**EXERCISE INSTRUCTIONS**:
Change every "endpoint" in the lines below to "service" and reproduce them otherwise unchanged. Omit the pictures from your output.
=======
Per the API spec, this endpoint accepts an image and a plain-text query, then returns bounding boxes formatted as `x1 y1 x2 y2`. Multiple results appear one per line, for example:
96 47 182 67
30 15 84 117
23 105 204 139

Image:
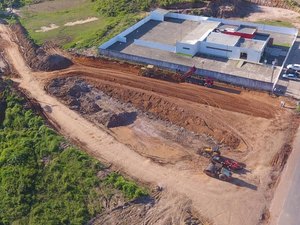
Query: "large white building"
100 9 288 63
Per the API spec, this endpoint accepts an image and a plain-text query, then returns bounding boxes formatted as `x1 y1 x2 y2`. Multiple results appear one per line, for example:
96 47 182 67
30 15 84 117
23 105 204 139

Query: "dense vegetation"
96 0 202 16
0 81 146 225
0 0 34 9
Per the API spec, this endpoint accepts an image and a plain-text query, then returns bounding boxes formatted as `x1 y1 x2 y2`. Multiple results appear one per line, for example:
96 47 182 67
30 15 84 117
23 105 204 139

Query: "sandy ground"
64 17 98 27
0 22 293 225
35 23 59 33
238 5 300 29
=======
**SOLUTION BELOW**:
Per the API spec, this service accepts an image and a plain-text query, then returns bounding boxes formatted as `x1 y1 x2 y2`. Multiple results appear one per line, for example:
96 47 182 67
30 15 84 117
23 105 204 139

Image:
Query: "large white building"
100 9 288 63
Per the API spec, this service accepts an image and a plain-text query, then returns bounding boxes formatted as `x1 y1 x2 y2`. Multiple results appear one per line, for example:
96 47 182 67
30 15 84 117
23 105 204 139

Query: "dense vegetation"
96 0 202 16
0 81 146 225
0 0 34 9
Per the API spec, this service accepts an image and a plain-text query, then returns bounding boxes formatted as `x1 y1 x2 y2`. Multiple results appear one per line, for example:
96 47 182 67
30 15 84 117
23 105 204 139

Query: "sandy ground"
64 17 98 27
0 22 293 225
35 23 59 33
238 5 300 29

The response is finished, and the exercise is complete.